## Compito
Trascriva fedelmente, dal testo sull'Amor sacro e profano, il passo che va da "Ma i significati" fino a "una formula onnicomprensiva." compreso.

## Testo citato
------------------------------------
Amor sacro e profano
Nell’Amor Sacro e Profano una rosa giace sul sarcofago accanto al bacile che reca lo stemma della sposa e l’allusione alla perdita della verginità, alla deflorazione, sembra evidente considerato che il quadro appare ormai interpretabile come allegoria matrimoniale, dopo che la ricerca storiografica è riuscita a decifrare i simboli della casata Aurelio, nella fronte del sarcofago e Bagarotto, appunto, sul bacile.
Che il celeberrimo dipinto di Tiziano, databile alla metà del secondo decennio del Cinquecento, rappresenti, in sostanza, nella donna vestita l’allegoria della sposa che attende le nozze, e nella nuda l’immagine di Venere che incita la sposa all’amore, sembra ormai assodato.
Ma i significati riposti del quadro, che non possono non esserci, continuano a sfuggire perché non ci si può accontentare della individuazione del livello più elementare, tanta e tale è la qualità dell’opera non riconducibile in una formula onnicomprensiva.
Si sa che la sposa si chiamava Laura Bagarotto e si sa che il marito, Niccolò Aurelio, era amico e estimatore del Bembo, il maggior sostenitore del ritorno al Petrarca e all’uso della lingua italiana.
------------------------------------
## Sezione dati

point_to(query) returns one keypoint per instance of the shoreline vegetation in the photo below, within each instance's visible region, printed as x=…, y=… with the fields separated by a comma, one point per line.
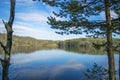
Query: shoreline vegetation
x=80, y=45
------------------------------------
## Risposta all'esercizio
Ma i significati riposti del quadro, che non possono non esserci, continuano a sfuggire perché non ci si può accontentare della individuazione del livello più elementare, tanta e tale è la qualità dell’opera non riconducibile in una formula onnicomprensiva.